Saved entries

···

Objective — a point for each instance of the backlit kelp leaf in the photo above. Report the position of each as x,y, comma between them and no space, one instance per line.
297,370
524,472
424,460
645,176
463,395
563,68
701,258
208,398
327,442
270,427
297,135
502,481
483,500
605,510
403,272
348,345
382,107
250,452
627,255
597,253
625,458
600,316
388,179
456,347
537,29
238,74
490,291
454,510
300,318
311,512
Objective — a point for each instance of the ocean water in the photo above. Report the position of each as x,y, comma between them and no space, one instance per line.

···

**What is expected**
When you output the entries, keep every line exactly as it appears above.

**Output for this task**
Objective — a point for each instance of the backlit kelp leaf in the photo above. Report the position of each as x,y, comma between them and no space, one instance per line.
297,370
524,472
424,460
645,176
463,395
563,68
701,258
208,398
327,442
270,427
297,135
502,481
483,500
605,510
403,272
348,345
382,107
250,452
627,255
597,253
625,458
600,316
388,179
456,347
537,29
238,74
490,291
454,510
300,318
311,512
Objective — a point for each instance of the ocean water in the photo above. Report the position of each as x,y, comma between them and no space, one instance per line.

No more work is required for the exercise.